__Selected extract__
When using ModelFinder, it is important to remember that it optimizes the likelihood of the tree and model, given the data, whenever it searches for the optimal values of parameters considered. Therefore, it is possible that the search algorithms may become trapped in local optima. To reduce the chance of this occurring, we strongly recommend model selection be repeated many times for each data set, as noted above. Doing so may entail using much more computing time, especially when long, species-rich alignments are considered or the advanced search option of ModelFinder is used. Therefore, when the alignment is very long, we recommend the following set of strategies to reduce the amount of time used on model selection:

If the computational resources allow distributed computing, invoke the –nt x option to spread the processes over x threads;

If the data are characters encoded by a specific type of genome (e.g., mitochondrial), invoke the –msub source option to limit the search to this specific type of data;

If the optimal model turns out to include the R10 model of RHAS, we recommend the analysis be rerun with both the –cmin x and –cmax y options invoked (e.g., –cmin 8, –cmax 20). Doing so will ensure that PDF models with k = 8, 9, … , 20 are considered (i.e., lower values of k are ignored). The program will stop when the optimal value of k has been found, even if this value turns out to be 10.

__Dataset extract__
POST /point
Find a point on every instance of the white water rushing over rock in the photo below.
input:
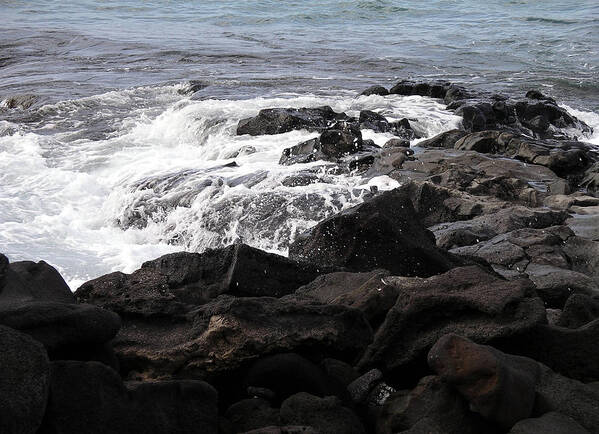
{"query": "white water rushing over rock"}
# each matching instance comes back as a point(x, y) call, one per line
point(107, 182)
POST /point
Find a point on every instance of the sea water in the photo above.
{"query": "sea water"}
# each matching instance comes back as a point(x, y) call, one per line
point(115, 164)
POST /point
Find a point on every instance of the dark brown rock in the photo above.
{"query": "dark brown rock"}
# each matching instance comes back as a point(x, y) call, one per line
point(282, 120)
point(326, 415)
point(500, 388)
point(24, 382)
point(466, 300)
point(380, 233)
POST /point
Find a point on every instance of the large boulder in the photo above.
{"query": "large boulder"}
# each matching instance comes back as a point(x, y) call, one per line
point(383, 232)
point(495, 384)
point(24, 382)
point(26, 280)
point(466, 300)
point(326, 415)
point(500, 388)
point(549, 423)
point(367, 292)
point(282, 120)
point(91, 397)
point(172, 284)
point(228, 333)
point(432, 407)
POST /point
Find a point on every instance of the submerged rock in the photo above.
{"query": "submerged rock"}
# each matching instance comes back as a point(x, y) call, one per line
point(282, 120)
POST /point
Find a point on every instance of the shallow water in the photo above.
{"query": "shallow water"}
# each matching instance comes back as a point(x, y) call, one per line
point(113, 166)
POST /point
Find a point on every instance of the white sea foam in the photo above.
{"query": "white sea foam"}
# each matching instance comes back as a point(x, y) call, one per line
point(116, 180)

__Work item__
Pick up the passage on ModelFinder model selection after its final sentence and continue it. The items have nothing to do with the passage on ModelFinder model selection.

__Answer to this task__
Use the default search option to find the optimal model of SE. Having identified this model, use the advanced search option with the optimal substitution model selected (e.g., –mset LG) to search for the optimal model of RHAS. While there is no guarantee that this approach will identify the optimal model of SE, our experience suggests that the choice of RHAS model is highly influenced by the topology of the tree while that of the substitution model is not.